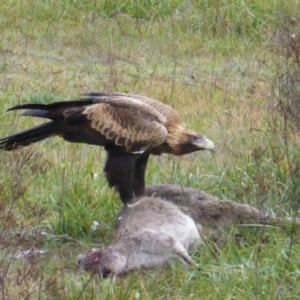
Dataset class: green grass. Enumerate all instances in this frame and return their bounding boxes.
[0,0,300,300]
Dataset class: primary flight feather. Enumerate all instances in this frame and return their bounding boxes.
[0,93,214,203]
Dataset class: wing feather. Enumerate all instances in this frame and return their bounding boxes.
[83,96,168,153]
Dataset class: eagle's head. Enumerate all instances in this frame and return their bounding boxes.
[167,128,215,155]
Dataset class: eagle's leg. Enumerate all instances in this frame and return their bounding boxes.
[104,152,136,204]
[133,155,149,196]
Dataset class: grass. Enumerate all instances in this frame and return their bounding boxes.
[0,0,300,299]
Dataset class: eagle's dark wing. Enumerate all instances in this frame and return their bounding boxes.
[0,96,167,153]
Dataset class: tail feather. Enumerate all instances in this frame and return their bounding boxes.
[0,122,58,151]
[7,98,94,111]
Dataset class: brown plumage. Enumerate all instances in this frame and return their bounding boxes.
[0,93,214,203]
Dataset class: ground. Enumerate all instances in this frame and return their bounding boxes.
[0,0,300,299]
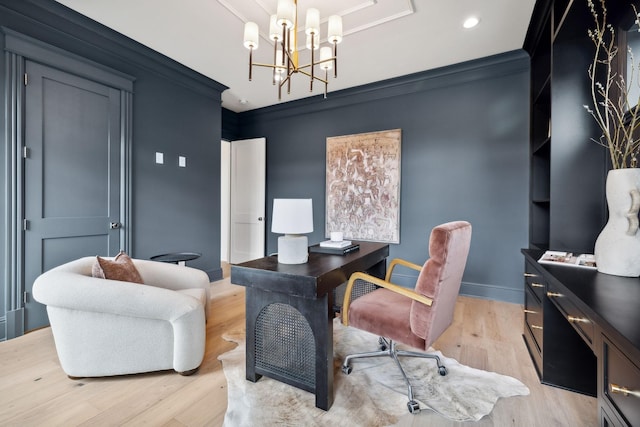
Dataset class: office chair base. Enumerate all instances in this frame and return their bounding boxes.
[342,337,447,414]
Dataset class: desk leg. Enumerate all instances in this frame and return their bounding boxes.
[246,288,333,411]
[245,288,262,382]
[305,292,333,411]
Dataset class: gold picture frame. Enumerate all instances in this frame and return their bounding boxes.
[325,129,402,243]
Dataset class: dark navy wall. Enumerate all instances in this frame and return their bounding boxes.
[236,51,529,303]
[0,0,226,300]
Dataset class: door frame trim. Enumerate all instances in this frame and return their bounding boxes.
[0,28,135,341]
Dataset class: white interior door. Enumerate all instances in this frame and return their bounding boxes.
[229,138,267,264]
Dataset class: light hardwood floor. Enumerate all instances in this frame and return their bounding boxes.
[0,272,597,427]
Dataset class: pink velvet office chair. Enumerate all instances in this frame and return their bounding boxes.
[342,221,471,414]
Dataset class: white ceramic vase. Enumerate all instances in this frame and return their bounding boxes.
[594,168,640,277]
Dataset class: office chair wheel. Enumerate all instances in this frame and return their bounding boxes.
[407,400,420,414]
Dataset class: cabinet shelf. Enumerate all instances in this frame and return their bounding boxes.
[531,136,551,157]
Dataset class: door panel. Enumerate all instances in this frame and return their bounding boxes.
[229,138,266,264]
[24,61,122,330]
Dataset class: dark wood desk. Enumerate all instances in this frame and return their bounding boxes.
[522,250,640,426]
[231,242,389,410]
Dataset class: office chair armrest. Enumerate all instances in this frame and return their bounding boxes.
[342,272,433,326]
[384,258,422,282]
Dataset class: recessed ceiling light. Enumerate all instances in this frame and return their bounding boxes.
[462,16,480,28]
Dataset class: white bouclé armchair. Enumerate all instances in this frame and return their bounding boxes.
[33,257,209,378]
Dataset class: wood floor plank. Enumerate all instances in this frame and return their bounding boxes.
[0,272,598,427]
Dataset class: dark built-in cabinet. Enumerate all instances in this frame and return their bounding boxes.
[523,249,640,426]
[523,0,640,426]
[524,0,607,253]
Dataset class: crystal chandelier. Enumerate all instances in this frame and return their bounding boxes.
[244,0,342,100]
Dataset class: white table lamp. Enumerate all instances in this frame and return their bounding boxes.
[271,199,313,264]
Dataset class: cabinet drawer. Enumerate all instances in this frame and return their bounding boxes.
[524,288,542,353]
[524,262,546,301]
[547,284,594,350]
[600,338,640,426]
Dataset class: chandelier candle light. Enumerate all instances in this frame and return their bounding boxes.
[244,0,342,100]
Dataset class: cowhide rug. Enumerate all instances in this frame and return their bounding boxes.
[219,321,529,427]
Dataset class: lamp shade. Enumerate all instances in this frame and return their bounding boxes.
[307,34,320,50]
[269,15,282,41]
[327,15,342,44]
[271,199,313,234]
[244,22,260,49]
[305,8,320,35]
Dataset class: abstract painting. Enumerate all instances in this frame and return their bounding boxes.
[325,129,402,243]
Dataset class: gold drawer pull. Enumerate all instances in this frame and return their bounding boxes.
[609,384,640,397]
[567,315,589,323]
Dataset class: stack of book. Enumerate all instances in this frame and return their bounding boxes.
[309,240,360,255]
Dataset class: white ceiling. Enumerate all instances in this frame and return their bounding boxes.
[57,0,535,112]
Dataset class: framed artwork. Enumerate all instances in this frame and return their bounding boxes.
[325,129,402,243]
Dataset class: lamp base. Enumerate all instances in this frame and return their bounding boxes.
[278,234,309,264]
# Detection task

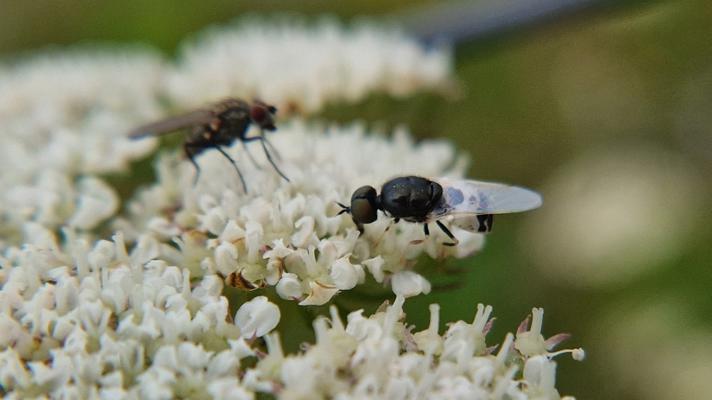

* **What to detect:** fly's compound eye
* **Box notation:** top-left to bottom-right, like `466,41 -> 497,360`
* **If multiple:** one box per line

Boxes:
351,186 -> 378,224
250,103 -> 277,131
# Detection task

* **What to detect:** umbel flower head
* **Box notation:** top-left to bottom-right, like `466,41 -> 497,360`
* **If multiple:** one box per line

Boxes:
0,14 -> 582,399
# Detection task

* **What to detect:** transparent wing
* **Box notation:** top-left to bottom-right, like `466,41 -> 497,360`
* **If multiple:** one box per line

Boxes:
429,178 -> 542,219
128,110 -> 213,139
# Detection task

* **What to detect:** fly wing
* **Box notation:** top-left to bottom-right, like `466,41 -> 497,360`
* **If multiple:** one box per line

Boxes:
129,109 -> 213,139
430,178 -> 542,219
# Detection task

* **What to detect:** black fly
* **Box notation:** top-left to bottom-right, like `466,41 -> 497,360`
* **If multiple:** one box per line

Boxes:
338,176 -> 541,246
129,98 -> 289,192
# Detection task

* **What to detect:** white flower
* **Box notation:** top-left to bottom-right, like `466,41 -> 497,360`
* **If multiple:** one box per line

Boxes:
0,15 -> 582,399
167,19 -> 452,112
392,271 -> 430,297
251,297 -> 580,399
235,296 -> 280,338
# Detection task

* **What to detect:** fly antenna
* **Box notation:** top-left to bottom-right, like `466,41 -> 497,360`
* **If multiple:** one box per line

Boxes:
336,201 -> 351,215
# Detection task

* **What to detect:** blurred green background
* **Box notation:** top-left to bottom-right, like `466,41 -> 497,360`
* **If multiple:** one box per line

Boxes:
0,0 -> 712,399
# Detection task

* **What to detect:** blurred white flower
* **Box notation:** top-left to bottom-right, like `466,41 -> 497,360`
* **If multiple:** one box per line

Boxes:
523,144 -> 704,286
167,19 -> 452,112
245,296 -> 580,399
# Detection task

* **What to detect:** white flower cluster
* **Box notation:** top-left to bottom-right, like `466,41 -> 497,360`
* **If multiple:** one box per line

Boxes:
167,19 -> 452,112
0,16 -> 582,399
258,296 -> 584,400
0,20 -> 451,253
0,50 -> 163,249
0,231 -> 583,399
115,122 -> 482,305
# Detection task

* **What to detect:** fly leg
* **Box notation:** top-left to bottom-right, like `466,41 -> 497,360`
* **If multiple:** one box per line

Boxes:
240,140 -> 262,170
410,223 -> 430,244
262,134 -> 282,161
243,134 -> 289,182
213,145 -> 247,193
183,143 -> 203,186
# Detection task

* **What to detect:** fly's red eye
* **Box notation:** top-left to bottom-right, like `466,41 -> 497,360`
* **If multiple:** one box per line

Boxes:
250,106 -> 267,123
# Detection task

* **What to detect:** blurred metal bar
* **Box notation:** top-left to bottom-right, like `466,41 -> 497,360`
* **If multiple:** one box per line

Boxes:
396,0 -> 604,43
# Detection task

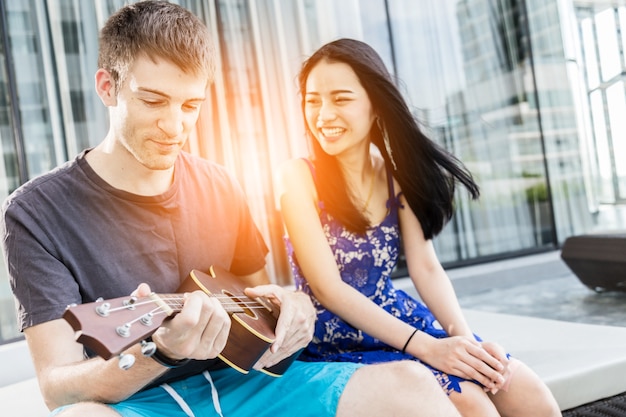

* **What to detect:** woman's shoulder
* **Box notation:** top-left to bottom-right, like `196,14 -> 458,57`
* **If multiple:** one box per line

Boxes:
278,158 -> 315,180
275,158 -> 316,201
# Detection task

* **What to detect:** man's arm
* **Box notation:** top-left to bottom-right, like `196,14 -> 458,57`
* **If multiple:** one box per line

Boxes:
24,284 -> 230,410
24,319 -> 167,410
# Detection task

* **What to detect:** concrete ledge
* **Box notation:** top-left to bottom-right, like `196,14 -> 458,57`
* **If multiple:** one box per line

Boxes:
0,377 -> 50,417
465,310 -> 626,410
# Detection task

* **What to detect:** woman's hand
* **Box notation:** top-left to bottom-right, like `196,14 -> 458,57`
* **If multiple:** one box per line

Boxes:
420,336 -> 505,391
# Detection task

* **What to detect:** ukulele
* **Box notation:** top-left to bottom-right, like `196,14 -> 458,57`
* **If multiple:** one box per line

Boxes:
63,266 -> 300,377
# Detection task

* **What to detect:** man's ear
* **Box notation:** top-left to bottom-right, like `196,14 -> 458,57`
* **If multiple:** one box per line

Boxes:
95,68 -> 117,107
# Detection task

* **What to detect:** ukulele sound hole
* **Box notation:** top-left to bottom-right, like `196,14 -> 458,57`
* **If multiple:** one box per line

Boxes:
223,290 -> 258,319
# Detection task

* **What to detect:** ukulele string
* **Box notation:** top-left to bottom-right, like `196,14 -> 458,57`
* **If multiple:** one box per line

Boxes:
156,294 -> 267,309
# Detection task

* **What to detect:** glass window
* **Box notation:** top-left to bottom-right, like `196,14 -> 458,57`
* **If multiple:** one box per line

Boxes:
595,8 -> 622,81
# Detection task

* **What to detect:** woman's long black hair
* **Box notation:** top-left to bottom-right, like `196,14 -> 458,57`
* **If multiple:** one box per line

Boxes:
298,39 -> 480,239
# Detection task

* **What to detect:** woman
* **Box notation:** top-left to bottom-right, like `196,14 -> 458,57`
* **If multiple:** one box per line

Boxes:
277,39 -> 561,417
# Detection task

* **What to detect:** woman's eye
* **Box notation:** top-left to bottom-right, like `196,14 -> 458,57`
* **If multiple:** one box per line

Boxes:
142,99 -> 162,106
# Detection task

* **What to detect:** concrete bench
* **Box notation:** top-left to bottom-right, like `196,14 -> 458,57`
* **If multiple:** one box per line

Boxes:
465,310 -> 626,410
0,310 -> 626,417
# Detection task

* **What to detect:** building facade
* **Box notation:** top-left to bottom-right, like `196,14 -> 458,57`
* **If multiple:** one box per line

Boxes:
0,0 -> 626,343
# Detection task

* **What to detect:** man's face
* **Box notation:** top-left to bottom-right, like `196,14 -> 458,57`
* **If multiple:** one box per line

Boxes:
110,57 -> 207,170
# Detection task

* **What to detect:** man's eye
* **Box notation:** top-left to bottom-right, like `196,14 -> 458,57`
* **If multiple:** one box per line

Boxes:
142,99 -> 163,107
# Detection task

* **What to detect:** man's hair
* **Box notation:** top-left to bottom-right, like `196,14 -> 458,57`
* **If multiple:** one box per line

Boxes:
98,0 -> 215,89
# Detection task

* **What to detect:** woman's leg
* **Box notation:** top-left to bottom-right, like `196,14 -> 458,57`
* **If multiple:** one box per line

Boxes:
490,361 -> 561,417
450,381 -> 500,417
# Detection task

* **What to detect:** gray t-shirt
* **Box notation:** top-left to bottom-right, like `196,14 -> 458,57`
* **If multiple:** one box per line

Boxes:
2,151 -> 268,384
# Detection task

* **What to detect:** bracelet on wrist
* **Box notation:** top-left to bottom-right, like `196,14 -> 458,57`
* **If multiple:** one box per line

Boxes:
146,337 -> 190,369
402,329 -> 417,353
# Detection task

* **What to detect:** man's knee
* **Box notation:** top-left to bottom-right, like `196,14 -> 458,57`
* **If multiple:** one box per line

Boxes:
52,402 -> 121,417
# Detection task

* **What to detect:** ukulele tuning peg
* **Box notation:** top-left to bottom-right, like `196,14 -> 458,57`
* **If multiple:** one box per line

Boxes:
141,340 -> 156,356
117,353 -> 135,371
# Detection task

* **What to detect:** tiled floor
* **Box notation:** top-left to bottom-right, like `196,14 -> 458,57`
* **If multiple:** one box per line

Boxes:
448,251 -> 626,327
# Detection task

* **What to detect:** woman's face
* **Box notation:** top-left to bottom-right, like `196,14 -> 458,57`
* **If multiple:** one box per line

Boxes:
304,61 -> 376,156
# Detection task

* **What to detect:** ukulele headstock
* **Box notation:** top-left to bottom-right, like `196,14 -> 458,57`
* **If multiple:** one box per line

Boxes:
63,294 -> 175,360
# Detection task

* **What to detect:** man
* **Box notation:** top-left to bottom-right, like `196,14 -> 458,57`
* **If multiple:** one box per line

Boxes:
3,1 -> 458,417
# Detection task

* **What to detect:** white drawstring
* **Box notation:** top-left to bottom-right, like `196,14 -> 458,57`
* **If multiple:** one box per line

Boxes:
161,371 -> 224,417
161,384 -> 195,417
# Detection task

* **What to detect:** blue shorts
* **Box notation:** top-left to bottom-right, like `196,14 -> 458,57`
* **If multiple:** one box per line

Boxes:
50,361 -> 362,417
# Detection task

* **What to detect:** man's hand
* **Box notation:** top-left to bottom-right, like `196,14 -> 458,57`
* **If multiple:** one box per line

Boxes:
245,284 -> 316,369
134,284 -> 231,360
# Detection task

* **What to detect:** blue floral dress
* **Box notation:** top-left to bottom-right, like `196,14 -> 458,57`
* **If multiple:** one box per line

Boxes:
285,160 -> 464,393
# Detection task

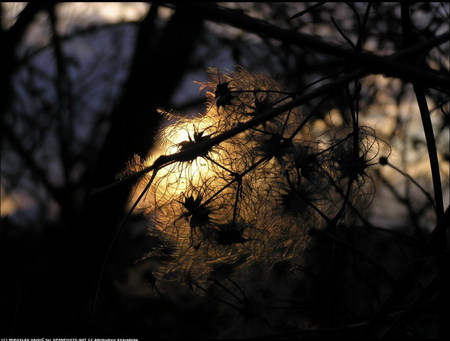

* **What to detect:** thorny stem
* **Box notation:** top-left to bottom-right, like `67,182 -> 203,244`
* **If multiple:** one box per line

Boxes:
91,169 -> 159,316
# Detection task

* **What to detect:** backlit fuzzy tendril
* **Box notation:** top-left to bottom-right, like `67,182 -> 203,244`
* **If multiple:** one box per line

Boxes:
128,67 -> 388,284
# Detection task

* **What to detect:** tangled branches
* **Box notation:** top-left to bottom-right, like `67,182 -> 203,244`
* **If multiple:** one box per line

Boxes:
127,68 -> 390,283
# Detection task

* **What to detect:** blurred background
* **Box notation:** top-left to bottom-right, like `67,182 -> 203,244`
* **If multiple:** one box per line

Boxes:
0,2 -> 449,337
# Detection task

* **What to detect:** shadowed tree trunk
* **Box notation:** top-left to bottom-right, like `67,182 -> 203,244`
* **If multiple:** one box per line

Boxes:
29,5 -> 202,330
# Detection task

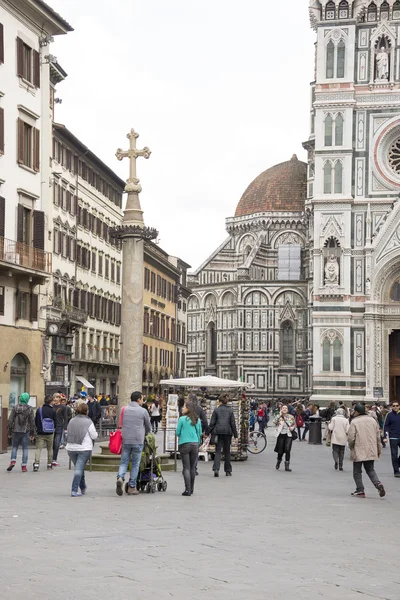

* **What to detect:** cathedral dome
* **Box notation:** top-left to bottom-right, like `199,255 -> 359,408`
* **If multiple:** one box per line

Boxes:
235,154 -> 307,217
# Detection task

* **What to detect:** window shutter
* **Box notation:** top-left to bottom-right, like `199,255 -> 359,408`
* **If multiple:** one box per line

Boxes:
0,196 -> 6,237
17,119 -> 24,165
0,286 -> 6,315
30,294 -> 39,322
17,38 -> 24,77
0,108 -> 4,154
17,204 -> 24,242
33,210 -> 44,250
0,23 -> 4,63
33,128 -> 40,172
33,50 -> 40,88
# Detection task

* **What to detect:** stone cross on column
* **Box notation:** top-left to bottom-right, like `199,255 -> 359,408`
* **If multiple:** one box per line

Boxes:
115,128 -> 151,225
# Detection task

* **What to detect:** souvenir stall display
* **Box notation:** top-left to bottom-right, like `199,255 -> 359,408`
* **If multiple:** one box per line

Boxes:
160,376 -> 249,460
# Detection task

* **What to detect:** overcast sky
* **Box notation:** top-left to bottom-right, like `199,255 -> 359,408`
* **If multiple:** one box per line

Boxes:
48,0 -> 314,269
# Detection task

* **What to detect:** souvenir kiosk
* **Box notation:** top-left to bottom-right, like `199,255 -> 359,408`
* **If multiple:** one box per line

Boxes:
160,375 -> 251,460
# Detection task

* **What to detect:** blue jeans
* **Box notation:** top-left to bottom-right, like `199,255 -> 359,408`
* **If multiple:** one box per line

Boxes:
68,450 -> 91,492
117,444 -> 143,487
11,432 -> 29,467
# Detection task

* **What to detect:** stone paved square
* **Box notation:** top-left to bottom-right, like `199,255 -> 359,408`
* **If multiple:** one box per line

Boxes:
0,436 -> 400,600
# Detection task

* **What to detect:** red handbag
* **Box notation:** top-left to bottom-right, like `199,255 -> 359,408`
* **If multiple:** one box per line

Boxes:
108,406 -> 125,454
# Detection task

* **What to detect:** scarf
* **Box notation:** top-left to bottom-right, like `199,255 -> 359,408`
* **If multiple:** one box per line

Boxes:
67,415 -> 92,444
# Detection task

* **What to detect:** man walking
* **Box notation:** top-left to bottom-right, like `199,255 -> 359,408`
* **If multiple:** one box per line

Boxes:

____________

-- Directions --
Reproduce, line for line, everything in the records from the line containing "Dataset class: dark wood" down to the line containing "[0,272,598,427]", including both of those lines.

-- Output for this task --
Dataset class: dark wood desk. Enumerate all instances in this frame and return their bounding boxes.
[522,250,640,426]
[231,242,389,410]
Dataset class: office chair armrest. Enumerate all instances in this frame and return their bounding boxes.
[342,272,433,326]
[384,258,422,282]
Dataset class: recessed ceiling light. Enumerate all instances in this frame and return their bounding boxes.
[462,16,480,28]
Dataset class: white bouclé armchair. Enumerate all instances in this frame and return their bounding boxes.
[33,257,209,378]
Dataset class: wood floor plank. Enumerate all instances in this frame and return their bounding boxes.
[0,272,598,427]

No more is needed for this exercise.